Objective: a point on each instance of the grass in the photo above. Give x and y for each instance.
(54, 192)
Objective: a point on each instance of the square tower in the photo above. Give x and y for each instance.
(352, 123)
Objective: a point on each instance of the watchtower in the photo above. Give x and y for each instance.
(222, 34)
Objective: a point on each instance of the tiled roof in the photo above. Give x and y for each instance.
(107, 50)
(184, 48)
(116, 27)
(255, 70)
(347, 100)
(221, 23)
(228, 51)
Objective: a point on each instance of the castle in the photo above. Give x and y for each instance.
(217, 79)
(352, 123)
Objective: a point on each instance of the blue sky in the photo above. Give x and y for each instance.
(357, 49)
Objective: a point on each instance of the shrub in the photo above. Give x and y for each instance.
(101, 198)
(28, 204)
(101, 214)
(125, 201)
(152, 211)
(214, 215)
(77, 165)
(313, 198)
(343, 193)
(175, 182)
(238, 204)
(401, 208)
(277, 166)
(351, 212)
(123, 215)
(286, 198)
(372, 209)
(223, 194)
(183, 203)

- - - -

Format every line of the material above as a Markdown table with two columns, Index and Entry. Number the rows in order and leave out blank lines.

| Index | Entry |
|---|---|
| 1 | Objective: a point on each instance of the grass in the photo above. Give x and y for each instance. |
| 2 | (54, 192) |
| 3 | Objective: a point on each instance of the square tower in the photo above. Give x and y for each instance. |
| 4 | (352, 123) |
| 5 | Objective: a point on each instance of the watchtower in the photo above. Give x and y for each instance. |
| 6 | (222, 34) |
| 7 | Objective: a point on each instance of the tiled roof in the photo above. Give x and y for each instance. |
| 8 | (107, 50) |
| 9 | (184, 48) |
| 10 | (116, 27) |
| 11 | (255, 70) |
| 12 | (347, 100) |
| 13 | (221, 23) |
| 14 | (228, 51) |
| 15 | Objective: a point on each instance of the castle in the photo above. Give x and y for each instance. |
| 16 | (217, 79) |
| 17 | (352, 123) |
| 18 | Objective: a point on each instance of the blue sky in the photo above. Give x and y for each instance. |
| 19 | (357, 49) |
| 20 | Objective: a point on each instance of the shrub in the photo above. Give x and y for each instance. |
| 21 | (101, 198) |
| 22 | (28, 204) |
| 23 | (101, 214) |
| 24 | (125, 201) |
| 25 | (152, 211) |
| 26 | (214, 215) |
| 27 | (77, 165) |
| 28 | (313, 198) |
| 29 | (343, 193) |
| 30 | (175, 182) |
| 31 | (238, 204) |
| 32 | (401, 208) |
| 33 | (277, 166) |
| 34 | (351, 212) |
| 35 | (123, 215) |
| 36 | (286, 198) |
| 37 | (372, 209) |
| 38 | (223, 194) |
| 39 | (183, 203) |